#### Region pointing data
--

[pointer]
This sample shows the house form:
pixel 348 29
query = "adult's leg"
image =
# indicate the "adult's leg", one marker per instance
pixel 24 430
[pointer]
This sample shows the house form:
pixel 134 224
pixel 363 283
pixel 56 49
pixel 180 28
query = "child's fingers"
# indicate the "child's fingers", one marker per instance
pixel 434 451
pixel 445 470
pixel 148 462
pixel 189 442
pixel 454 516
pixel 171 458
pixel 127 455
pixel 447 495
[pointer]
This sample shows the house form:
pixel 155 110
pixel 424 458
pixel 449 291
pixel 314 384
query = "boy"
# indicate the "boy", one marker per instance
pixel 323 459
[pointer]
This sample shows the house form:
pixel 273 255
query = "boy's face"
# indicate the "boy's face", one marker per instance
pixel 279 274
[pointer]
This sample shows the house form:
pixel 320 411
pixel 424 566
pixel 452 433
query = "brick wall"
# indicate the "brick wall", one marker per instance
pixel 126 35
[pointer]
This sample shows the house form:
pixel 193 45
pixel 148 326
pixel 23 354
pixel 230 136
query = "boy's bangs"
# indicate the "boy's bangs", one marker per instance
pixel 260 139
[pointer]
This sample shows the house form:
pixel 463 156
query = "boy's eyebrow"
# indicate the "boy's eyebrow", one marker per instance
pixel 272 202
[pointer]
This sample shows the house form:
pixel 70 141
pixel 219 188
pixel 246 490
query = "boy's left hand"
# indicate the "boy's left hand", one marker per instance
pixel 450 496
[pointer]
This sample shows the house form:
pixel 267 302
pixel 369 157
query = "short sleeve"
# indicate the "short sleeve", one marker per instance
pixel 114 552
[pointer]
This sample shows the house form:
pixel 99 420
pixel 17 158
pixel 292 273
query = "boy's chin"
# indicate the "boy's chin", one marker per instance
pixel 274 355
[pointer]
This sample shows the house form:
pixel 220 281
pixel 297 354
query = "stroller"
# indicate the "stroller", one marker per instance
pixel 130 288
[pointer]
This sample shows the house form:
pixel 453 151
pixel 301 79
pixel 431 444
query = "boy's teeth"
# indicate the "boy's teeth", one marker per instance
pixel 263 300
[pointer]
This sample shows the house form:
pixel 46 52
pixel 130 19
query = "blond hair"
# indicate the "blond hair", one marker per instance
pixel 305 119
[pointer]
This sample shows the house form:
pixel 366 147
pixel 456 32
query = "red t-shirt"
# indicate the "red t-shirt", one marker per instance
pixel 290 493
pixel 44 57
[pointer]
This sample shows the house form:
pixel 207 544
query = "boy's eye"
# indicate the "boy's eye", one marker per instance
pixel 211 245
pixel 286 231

--

The data above should be duplicated exactly and completely.

#### Response to this exercise
[pointer]
This sample shows the house form:
pixel 348 29
query = "adult's leg"
image =
# indicate the "adult's leg", one marker per instance
pixel 24 430
[pointer]
This sample shows the house form:
pixel 134 224
pixel 363 283
pixel 56 49
pixel 180 28
query = "child's fingers"
# indicate the "child's fingers", one marker per instance
pixel 434 451
pixel 445 470
pixel 148 462
pixel 189 442
pixel 454 516
pixel 171 458
pixel 127 455
pixel 447 495
[pointer]
This sample shows the house form:
pixel 155 110
pixel 424 458
pixel 449 291
pixel 314 384
query = "boy"
# indicate the "boy", one marker per instance
pixel 323 459
[pointer]
This sample shows the house form:
pixel 273 255
query = "boy's face"
# indicate the "boy's face", one marker per instance
pixel 279 274
[pointer]
This sample shows the house form:
pixel 320 411
pixel 424 566
pixel 452 433
query = "brick wall"
# indicate the "brick wall", one marker per instance
pixel 126 35
[pointer]
This sample shows the house form:
pixel 193 45
pixel 148 326
pixel 23 354
pixel 230 136
query = "boy's bangs"
# indicate the "boy's bangs", one marker per instance
pixel 260 139
[pointer]
This sample shows the house form:
pixel 463 156
query = "boy's eyebrow"
# indicate the "boy's eyebrow", one marker per instance
pixel 272 202
[pointer]
This sample shows the house form:
pixel 70 141
pixel 219 188
pixel 246 490
query = "boy's left hand"
# indicate the "boy's left hand", one marker per instance
pixel 450 496
[pointer]
This sample shows the house form:
pixel 267 302
pixel 369 157
query = "short sleeve"
# indicate the "short sleeve", one marker per instance
pixel 114 552
[pointer]
This sample shows the house form:
pixel 99 420
pixel 17 158
pixel 292 273
query = "boy's chin"
# indicate the "boy's chin", one marker per instance
pixel 274 355
[pointer]
This sample shows the house form:
pixel 220 281
pixel 297 354
query = "stroller"
# indicate the "stroller", one marker per instance
pixel 130 288
[pointer]
This sample shows the house form:
pixel 453 151
pixel 301 79
pixel 431 444
query = "boy's teeth"
# indicate the "boy's teeth", one marker per instance
pixel 263 300
[pointer]
This sample shows the house form:
pixel 46 52
pixel 130 19
query = "blond hair"
# indicate the "blond hair", one marker per instance
pixel 305 119
[pointer]
This sample shows the house form:
pixel 366 147
pixel 456 32
query = "red t-shirt"
# indicate the "red t-shirt", one marker per instance
pixel 290 493
pixel 44 57
[pointer]
This sample shows the house form:
pixel 207 544
query = "boy's eye"
# indicate the "boy's eye", one marker per instance
pixel 211 245
pixel 286 231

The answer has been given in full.